### DONNÉES DE TRAVAIL

:::::

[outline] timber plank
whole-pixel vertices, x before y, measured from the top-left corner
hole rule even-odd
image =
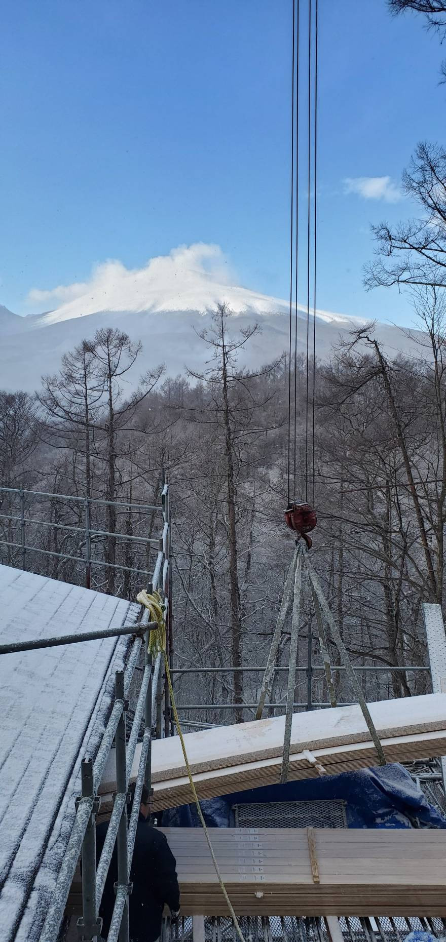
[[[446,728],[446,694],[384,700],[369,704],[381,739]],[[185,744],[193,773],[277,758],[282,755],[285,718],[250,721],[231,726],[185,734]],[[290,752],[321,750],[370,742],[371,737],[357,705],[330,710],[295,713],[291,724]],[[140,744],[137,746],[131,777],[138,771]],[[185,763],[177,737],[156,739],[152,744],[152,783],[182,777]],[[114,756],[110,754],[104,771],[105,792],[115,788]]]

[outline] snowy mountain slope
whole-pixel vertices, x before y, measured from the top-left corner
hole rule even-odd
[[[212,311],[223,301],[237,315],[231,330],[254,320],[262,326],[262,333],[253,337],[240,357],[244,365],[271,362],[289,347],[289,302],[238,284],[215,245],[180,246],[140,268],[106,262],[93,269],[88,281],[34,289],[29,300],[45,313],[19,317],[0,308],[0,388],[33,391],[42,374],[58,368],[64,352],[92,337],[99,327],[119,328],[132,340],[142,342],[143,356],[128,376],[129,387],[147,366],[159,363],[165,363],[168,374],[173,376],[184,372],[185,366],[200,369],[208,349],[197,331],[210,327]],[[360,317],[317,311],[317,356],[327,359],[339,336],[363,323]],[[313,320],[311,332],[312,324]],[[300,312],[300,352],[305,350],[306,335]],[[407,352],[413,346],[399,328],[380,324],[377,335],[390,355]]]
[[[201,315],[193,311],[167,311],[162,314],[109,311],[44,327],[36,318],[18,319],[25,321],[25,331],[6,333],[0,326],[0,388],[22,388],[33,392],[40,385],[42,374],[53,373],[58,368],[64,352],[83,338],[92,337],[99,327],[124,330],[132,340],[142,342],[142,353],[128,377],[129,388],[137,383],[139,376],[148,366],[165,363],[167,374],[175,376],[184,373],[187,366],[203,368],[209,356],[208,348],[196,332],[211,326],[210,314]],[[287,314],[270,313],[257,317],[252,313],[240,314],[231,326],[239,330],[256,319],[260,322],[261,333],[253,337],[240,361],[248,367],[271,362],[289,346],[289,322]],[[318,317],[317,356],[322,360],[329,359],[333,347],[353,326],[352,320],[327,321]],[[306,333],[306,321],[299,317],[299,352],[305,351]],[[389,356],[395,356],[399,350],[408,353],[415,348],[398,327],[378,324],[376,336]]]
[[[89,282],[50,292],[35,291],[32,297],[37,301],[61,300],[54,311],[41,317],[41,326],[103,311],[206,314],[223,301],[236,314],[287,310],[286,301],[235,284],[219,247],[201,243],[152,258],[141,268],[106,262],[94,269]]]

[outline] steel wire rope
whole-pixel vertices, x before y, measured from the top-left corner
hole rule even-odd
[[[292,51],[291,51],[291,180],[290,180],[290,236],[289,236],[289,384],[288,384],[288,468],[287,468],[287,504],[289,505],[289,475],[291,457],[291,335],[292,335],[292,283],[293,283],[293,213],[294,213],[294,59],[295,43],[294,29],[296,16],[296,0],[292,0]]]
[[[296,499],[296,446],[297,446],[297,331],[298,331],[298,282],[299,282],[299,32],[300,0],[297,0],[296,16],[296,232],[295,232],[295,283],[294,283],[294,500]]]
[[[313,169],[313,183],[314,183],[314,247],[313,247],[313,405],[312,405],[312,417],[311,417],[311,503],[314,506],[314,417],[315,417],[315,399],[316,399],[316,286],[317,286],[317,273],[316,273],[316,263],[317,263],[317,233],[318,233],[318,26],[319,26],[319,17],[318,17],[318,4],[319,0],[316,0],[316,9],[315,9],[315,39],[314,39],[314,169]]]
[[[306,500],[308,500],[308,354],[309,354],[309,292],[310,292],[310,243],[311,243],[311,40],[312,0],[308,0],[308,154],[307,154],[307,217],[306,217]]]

:::::

### TRAVAIL DEMANDÉ
Recopiez sans aucune modification les lignes de la liste ci-dessus, de celle qui contient « [outline] steel wire rope » jusqu'à la dernière ligne de la liste, ces deux lignes comprises.

### SOLUTION RÉDIGÉE
[outline] steel wire rope
whole-pixel vertices, x before y, measured from the top-left corner
hole rule even-odd
[[[292,51],[291,51],[291,180],[290,180],[290,236],[289,236],[289,384],[288,384],[288,468],[287,468],[287,504],[289,505],[289,475],[291,457],[291,335],[292,335],[292,283],[293,283],[293,213],[294,213],[294,59],[295,43],[294,29],[296,16],[296,0],[292,0]]]
[[[296,499],[296,446],[297,446],[297,331],[298,331],[298,282],[299,282],[299,32],[300,0],[297,0],[296,16],[296,232],[295,232],[295,283],[294,283],[294,500]]]
[[[313,169],[313,183],[314,183],[314,247],[313,247],[313,405],[312,405],[312,417],[311,417],[311,503],[314,506],[314,417],[315,417],[315,399],[316,399],[316,286],[317,286],[317,273],[316,273],[316,263],[317,263],[317,233],[318,233],[318,26],[319,26],[319,17],[318,17],[318,4],[319,0],[316,0],[316,9],[315,9],[315,39],[314,39],[314,169]]]
[[[306,500],[308,500],[308,354],[309,354],[309,292],[310,292],[310,243],[311,243],[311,40],[312,0],[308,0],[308,154],[307,154],[307,217],[306,217]]]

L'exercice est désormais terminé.